Task directions >>
Reproduce the lines below verbatim, starting at the very first line and ending at the line that contains "(1036, 390)".

Task inputs >>
-.-.-

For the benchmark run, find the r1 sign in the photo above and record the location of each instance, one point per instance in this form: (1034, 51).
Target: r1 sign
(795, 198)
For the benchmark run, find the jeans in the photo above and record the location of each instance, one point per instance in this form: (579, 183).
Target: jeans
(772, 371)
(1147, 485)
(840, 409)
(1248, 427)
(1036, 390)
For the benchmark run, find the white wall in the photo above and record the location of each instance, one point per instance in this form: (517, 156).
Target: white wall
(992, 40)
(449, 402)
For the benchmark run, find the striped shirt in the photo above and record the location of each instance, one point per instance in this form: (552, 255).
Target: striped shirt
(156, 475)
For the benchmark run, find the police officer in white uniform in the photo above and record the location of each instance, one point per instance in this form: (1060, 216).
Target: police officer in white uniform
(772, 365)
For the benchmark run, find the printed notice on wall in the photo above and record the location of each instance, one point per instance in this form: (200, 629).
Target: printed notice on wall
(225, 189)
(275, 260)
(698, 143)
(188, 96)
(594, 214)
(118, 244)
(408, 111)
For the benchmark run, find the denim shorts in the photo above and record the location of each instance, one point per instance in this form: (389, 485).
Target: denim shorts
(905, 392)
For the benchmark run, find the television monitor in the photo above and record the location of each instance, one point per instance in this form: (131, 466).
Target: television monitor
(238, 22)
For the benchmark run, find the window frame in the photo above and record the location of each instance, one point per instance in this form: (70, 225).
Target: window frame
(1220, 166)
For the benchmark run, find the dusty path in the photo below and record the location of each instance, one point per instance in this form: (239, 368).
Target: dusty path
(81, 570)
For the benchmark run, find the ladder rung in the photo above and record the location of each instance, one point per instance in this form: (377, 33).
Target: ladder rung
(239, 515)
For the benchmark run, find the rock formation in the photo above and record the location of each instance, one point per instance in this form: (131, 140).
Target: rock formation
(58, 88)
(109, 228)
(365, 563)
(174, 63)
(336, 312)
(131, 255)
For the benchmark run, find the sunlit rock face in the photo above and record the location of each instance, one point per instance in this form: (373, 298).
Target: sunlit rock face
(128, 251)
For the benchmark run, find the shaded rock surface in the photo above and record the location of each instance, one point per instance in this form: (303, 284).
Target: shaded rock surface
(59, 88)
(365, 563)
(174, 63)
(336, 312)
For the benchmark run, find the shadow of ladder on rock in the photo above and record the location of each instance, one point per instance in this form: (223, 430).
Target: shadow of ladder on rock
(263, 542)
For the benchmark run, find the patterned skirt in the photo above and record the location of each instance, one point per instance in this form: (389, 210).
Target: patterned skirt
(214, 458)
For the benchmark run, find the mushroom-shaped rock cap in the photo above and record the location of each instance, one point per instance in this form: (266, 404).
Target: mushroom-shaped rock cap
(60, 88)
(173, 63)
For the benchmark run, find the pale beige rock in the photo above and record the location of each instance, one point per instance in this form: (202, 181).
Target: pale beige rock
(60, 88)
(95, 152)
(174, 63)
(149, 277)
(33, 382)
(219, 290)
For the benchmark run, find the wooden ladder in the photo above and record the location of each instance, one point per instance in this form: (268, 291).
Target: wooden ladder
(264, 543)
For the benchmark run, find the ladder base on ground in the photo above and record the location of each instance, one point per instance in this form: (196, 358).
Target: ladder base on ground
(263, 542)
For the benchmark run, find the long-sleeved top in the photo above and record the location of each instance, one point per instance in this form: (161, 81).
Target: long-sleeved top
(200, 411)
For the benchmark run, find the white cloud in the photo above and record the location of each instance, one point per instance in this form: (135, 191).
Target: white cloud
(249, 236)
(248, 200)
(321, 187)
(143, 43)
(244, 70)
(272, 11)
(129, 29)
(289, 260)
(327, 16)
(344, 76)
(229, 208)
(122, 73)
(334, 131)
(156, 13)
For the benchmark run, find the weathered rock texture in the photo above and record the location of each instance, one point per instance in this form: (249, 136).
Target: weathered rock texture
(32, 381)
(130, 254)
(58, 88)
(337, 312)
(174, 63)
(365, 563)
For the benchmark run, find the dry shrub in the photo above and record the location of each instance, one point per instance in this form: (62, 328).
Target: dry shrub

-.-.-

Full answer >>
For the benchmark run, find the r1 sign in the photo above and record the location of each instance, one point per instance in this form: (1034, 51).
Target: r1 sign
(795, 198)
For the benchmark run, find the jeans in the photo above and record the location of each instance, one point per instance in this form: (579, 183).
Target: jeans
(772, 371)
(1147, 485)
(840, 409)
(1248, 427)
(1036, 390)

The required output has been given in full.